WRITTEN PROBLEM:
Please revise the lines starting at the first one and ending at the line that contains "POLYGON ((141 78, 141", changing "outline" to "boundary" and keeping everything else the same. Return only those lines, without the pictures.

Contour annotation lines:
-- start --

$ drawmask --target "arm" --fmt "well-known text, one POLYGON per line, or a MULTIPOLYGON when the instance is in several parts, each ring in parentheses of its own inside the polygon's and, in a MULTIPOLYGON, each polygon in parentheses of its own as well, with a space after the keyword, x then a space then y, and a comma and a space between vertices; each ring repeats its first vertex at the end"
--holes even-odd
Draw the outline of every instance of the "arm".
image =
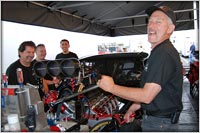
POLYGON ((144 88, 132 88, 116 85, 109 76, 102 76, 97 85, 103 90, 110 92, 124 99, 139 102, 150 103, 156 95, 161 91, 161 86, 156 83, 146 83, 144 88))
POLYGON ((124 119, 127 119, 127 123, 131 122, 134 120, 134 117, 132 119, 130 119, 130 115, 135 113, 135 111, 139 110, 141 108, 140 103, 133 103, 128 111, 126 112, 126 114, 124 115, 124 119))

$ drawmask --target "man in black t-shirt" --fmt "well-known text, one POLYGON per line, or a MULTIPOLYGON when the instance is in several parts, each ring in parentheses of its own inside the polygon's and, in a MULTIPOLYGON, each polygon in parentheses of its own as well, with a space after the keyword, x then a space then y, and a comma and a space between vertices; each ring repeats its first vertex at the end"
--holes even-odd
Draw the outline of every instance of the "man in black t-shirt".
POLYGON ((21 43, 18 48, 19 59, 12 63, 6 70, 6 75, 8 76, 9 85, 17 85, 17 68, 21 68, 23 71, 23 84, 33 84, 37 85, 37 81, 33 76, 33 63, 32 60, 35 56, 35 43, 32 41, 25 41, 21 43))
POLYGON ((70 47, 70 44, 69 44, 69 41, 66 40, 66 39, 63 39, 60 41, 60 48, 62 49, 62 53, 59 53, 56 55, 56 59, 63 59, 63 58, 76 58, 78 59, 78 56, 69 51, 69 47, 70 47))
POLYGON ((141 78, 141 88, 116 85, 109 76, 102 76, 97 85, 103 90, 133 101, 124 118, 133 121, 131 114, 144 110, 143 131, 181 131, 177 122, 182 105, 182 65, 180 56, 169 41, 176 25, 176 16, 167 6, 150 7, 147 33, 151 54, 141 78))

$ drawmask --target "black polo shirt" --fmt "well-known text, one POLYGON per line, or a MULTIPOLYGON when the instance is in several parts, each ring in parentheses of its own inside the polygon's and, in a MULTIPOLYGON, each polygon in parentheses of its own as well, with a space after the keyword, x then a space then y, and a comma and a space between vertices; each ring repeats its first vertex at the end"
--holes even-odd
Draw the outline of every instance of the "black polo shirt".
POLYGON ((144 110, 166 115, 182 109, 182 64, 168 39, 151 51, 141 79, 145 83, 159 84, 161 91, 150 104, 142 104, 144 110))

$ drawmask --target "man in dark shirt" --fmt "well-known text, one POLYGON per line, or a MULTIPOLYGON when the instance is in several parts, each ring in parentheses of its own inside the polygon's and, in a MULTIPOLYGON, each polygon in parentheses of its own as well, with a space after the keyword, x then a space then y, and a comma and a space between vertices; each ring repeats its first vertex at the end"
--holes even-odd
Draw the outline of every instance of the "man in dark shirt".
POLYGON ((23 71, 23 84, 33 84, 37 85, 37 81, 33 76, 33 63, 32 60, 35 56, 35 43, 32 41, 25 41, 21 43, 18 48, 19 59, 12 63, 6 70, 6 75, 8 76, 9 85, 17 85, 17 68, 21 68, 23 71))
POLYGON ((97 85, 103 90, 133 101, 124 118, 133 121, 131 114, 143 109, 143 131, 181 131, 177 120, 182 105, 182 65, 179 54, 169 41, 176 25, 176 16, 166 6, 150 7, 147 26, 151 54, 141 78, 141 88, 116 85, 109 76, 102 76, 97 85))
POLYGON ((77 58, 78 59, 78 56, 75 53, 69 51, 70 44, 68 40, 66 39, 61 40, 60 47, 63 52, 57 54, 56 59, 63 59, 63 58, 77 58))

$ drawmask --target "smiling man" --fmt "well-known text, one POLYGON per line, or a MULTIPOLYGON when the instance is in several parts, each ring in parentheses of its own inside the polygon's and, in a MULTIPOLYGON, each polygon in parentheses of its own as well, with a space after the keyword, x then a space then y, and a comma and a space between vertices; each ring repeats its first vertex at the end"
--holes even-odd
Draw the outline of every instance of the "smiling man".
POLYGON ((60 41, 60 48, 62 49, 62 53, 56 55, 56 59, 66 59, 66 58, 77 58, 77 54, 69 51, 69 41, 67 39, 63 39, 60 41))
POLYGON ((179 54, 169 38, 176 25, 176 17, 167 6, 150 7, 147 25, 151 54, 142 73, 141 88, 125 87, 114 83, 109 76, 102 76, 97 85, 103 90, 133 101, 124 118, 143 109, 143 131, 181 131, 177 122, 182 105, 182 65, 179 54))
POLYGON ((21 68, 23 71, 23 84, 30 83, 37 85, 37 81, 33 76, 32 71, 32 60, 35 56, 35 43, 32 41, 22 42, 18 48, 19 59, 12 63, 6 70, 6 75, 8 76, 9 85, 17 85, 17 68, 21 68))

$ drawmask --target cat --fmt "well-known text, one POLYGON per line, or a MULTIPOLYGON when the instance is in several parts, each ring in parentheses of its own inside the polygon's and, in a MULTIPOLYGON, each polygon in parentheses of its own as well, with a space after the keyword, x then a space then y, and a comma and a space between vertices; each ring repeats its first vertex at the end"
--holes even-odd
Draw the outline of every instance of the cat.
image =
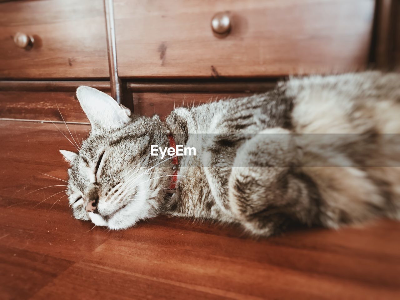
POLYGON ((291 78, 165 122, 88 86, 76 96, 91 131, 78 153, 60 151, 77 219, 118 230, 168 214, 268 236, 400 216, 399 74, 291 78), (175 144, 196 155, 150 155, 175 144))

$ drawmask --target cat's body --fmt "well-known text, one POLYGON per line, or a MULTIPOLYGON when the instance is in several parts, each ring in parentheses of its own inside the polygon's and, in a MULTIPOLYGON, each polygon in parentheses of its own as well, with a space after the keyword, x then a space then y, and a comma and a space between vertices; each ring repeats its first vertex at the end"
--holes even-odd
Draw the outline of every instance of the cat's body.
POLYGON ((165 123, 131 120, 106 95, 80 88, 93 130, 78 155, 63 153, 78 218, 120 229, 166 213, 268 236, 288 222, 399 217, 400 142, 380 134, 400 133, 398 75, 292 79, 265 94, 176 108, 165 123), (99 97, 105 106, 96 107, 99 97), (151 144, 169 146, 169 131, 196 150, 179 157, 172 196, 170 160, 150 156, 151 144))

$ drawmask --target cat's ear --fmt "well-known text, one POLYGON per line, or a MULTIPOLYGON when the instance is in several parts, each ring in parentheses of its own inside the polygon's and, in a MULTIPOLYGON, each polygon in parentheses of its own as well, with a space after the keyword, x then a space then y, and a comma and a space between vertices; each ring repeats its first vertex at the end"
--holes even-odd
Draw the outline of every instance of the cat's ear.
POLYGON ((128 109, 95 88, 80 86, 76 90, 76 96, 93 129, 114 129, 130 120, 128 109))
POLYGON ((70 163, 70 164, 72 164, 72 162, 74 161, 74 160, 78 155, 74 152, 72 152, 72 151, 68 151, 66 150, 60 150, 60 153, 62 154, 62 156, 64 157, 64 158, 65 160, 70 163))

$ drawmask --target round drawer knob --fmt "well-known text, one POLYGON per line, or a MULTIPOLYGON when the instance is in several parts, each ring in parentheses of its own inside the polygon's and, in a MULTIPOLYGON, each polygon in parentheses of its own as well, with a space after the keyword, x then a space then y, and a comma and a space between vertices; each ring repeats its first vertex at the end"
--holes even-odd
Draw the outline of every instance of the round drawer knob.
POLYGON ((30 49, 33 46, 34 41, 33 36, 22 32, 17 32, 14 36, 14 43, 20 48, 30 49))
POLYGON ((211 20, 211 28, 218 34, 226 34, 230 30, 232 22, 229 12, 217 12, 211 20))

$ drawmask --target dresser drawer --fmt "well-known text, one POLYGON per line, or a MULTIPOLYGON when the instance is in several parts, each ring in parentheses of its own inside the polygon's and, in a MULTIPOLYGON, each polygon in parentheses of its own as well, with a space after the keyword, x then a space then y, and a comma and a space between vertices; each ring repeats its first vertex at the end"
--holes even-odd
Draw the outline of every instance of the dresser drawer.
POLYGON ((109 77, 102 0, 0 3, 0 79, 109 77), (33 46, 18 46, 17 32, 33 46))
POLYGON ((191 107, 210 101, 248 96, 274 88, 276 82, 128 82, 135 114, 164 119, 176 107, 191 107))
POLYGON ((114 0, 122 77, 276 76, 362 70, 373 0, 114 0), (211 20, 228 12, 217 36, 211 20))
POLYGON ((0 120, 88 123, 76 96, 82 85, 110 93, 106 81, 0 81, 0 120))

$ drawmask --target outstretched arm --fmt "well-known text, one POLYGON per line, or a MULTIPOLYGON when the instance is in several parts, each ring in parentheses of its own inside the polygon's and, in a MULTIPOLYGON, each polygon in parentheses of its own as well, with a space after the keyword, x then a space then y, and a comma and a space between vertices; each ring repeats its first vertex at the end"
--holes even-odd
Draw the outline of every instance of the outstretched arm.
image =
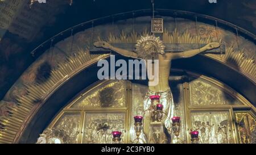
POLYGON ((134 58, 137 58, 137 57, 138 57, 137 53, 136 53, 134 52, 129 51, 128 50, 113 47, 110 44, 109 44, 105 41, 95 42, 94 45, 94 46, 96 46, 97 47, 102 47, 105 49, 109 49, 112 51, 115 51, 115 52, 119 53, 120 55, 123 55, 126 57, 134 57, 134 58))
POLYGON ((171 59, 191 57, 207 50, 210 50, 219 47, 220 43, 210 43, 200 49, 186 51, 182 52, 169 53, 167 53, 167 56, 171 59))

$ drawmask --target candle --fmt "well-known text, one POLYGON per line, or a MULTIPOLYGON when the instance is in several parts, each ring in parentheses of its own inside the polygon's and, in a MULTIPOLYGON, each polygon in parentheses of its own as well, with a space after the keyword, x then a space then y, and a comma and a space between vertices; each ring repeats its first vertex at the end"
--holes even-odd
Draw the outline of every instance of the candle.
POLYGON ((151 95, 150 97, 151 100, 159 100, 160 96, 159 95, 151 95))
POLYGON ((163 110, 163 105, 162 104, 156 104, 156 110, 163 110))
POLYGON ((142 119, 143 117, 142 116, 135 116, 133 117, 134 118, 135 123, 141 123, 142 122, 142 119))
POLYGON ((122 135, 122 132, 120 131, 113 131, 112 132, 112 135, 114 138, 119 138, 121 137, 121 135, 122 135))
POLYGON ((180 123, 180 117, 175 116, 172 118, 172 123, 180 123))
POLYGON ((198 131, 193 131, 190 132, 190 135, 191 136, 191 139, 198 138, 198 131))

-- end --

EXERCISE RESULT:
$ drawmask --target "arm" --fmt "well-known text, one POLYGON per line, or a MULTIPOLYGON when the instance is in several parts, each ring in parentheses of its own inside the polygon's and, in a MULTIPOLYGON, each polygon in parentheses of its own as well, with a space after the keyword, x then a space then y, and a comma and a space between vertices; each ring repeats its first vertex at the end"
--holes even-odd
Draw the boundary of every instance of the "arm".
image =
POLYGON ((144 88, 132 88, 116 85, 109 76, 102 76, 97 85, 103 90, 110 92, 124 99, 139 102, 150 103, 156 95, 161 91, 161 86, 156 83, 146 83, 144 88))
POLYGON ((124 119, 127 119, 127 123, 131 122, 134 120, 134 117, 132 119, 130 119, 130 115, 135 113, 135 111, 139 110, 141 108, 140 103, 133 103, 128 111, 126 112, 126 114, 124 115, 124 119))

$ drawmask --target "man in black t-shirt" --fmt "well-known text, one POLYGON per line, or a MULTIPOLYGON when the instance is in several parts, each ring in parentheses of its own inside the polygon's and, in a MULTIPOLYGON, each polygon in parentheses of its own as well, with a space after the keyword, x then a space then y, and a comma and a space between vertices; each ring repeats its first vertex at the end"
--holes even-odd
Draw the boundary of every instance of the "man in black t-shirt".
POLYGON ((21 43, 18 48, 19 59, 12 63, 6 70, 6 75, 8 76, 9 85, 17 85, 17 68, 21 68, 23 71, 23 84, 33 84, 37 85, 37 81, 33 76, 33 63, 32 60, 35 56, 35 43, 32 41, 25 41, 21 43))
POLYGON ((70 47, 70 44, 69 44, 69 41, 66 40, 66 39, 63 39, 60 41, 60 48, 62 49, 62 53, 59 53, 56 55, 56 59, 63 59, 63 58, 76 58, 78 59, 78 56, 69 51, 69 47, 70 47))
POLYGON ((141 78, 141 88, 116 85, 109 76, 102 76, 97 85, 103 90, 133 101, 124 118, 133 121, 131 114, 144 110, 143 131, 181 131, 177 122, 182 105, 182 65, 180 56, 169 41, 176 25, 176 16, 167 6, 150 7, 147 33, 151 54, 141 78))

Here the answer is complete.